■ GIVEN DATA:
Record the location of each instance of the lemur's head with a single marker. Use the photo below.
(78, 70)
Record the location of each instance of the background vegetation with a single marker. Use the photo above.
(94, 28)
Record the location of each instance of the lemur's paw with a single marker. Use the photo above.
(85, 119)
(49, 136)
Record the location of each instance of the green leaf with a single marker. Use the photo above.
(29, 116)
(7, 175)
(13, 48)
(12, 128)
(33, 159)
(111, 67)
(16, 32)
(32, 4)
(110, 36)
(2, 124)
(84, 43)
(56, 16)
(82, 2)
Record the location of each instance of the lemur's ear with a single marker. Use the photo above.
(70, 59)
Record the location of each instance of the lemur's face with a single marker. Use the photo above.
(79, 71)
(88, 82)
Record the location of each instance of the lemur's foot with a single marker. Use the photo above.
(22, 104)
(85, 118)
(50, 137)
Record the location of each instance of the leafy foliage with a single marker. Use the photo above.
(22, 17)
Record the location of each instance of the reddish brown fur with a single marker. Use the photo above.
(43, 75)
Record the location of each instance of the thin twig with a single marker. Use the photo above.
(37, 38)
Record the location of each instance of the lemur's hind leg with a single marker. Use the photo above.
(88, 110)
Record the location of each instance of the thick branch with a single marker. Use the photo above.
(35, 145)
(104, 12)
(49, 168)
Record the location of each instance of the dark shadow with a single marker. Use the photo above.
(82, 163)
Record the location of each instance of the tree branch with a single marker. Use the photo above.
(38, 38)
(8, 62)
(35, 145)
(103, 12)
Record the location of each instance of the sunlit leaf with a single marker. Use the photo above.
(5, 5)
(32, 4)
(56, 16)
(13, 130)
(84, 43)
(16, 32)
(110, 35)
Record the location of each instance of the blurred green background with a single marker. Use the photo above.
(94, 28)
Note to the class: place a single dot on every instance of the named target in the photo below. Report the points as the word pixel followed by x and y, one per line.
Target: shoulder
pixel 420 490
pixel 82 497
...
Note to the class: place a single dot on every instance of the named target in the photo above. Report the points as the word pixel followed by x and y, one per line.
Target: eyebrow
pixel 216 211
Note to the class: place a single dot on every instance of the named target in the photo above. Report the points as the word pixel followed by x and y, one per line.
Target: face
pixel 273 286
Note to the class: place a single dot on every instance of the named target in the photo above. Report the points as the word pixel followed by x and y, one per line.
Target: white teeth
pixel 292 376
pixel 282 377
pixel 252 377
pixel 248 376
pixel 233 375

■ INSTRUCTIONS FOR THE TASK: From the entries above, write out only the lines starting at the line that holds "Record the location of each instance of the sunlit" and ending at the line that holds "photo below. Report", keeping both and matching them exactly.

■ SOLUTION:
Record the location of each instance of the sunlit leaf with a single marker. Use the photo above.
(5, 5)
(32, 4)
(56, 16)
(13, 130)
(84, 43)
(16, 32)
(110, 35)
Record the location of each instance of the blurred green background with a single marker. Use the photo above.
(94, 28)
Note to the class: place a single dot on every instance of the named target in the photo below. Report the points as the word pixel followed by x and y, one per line.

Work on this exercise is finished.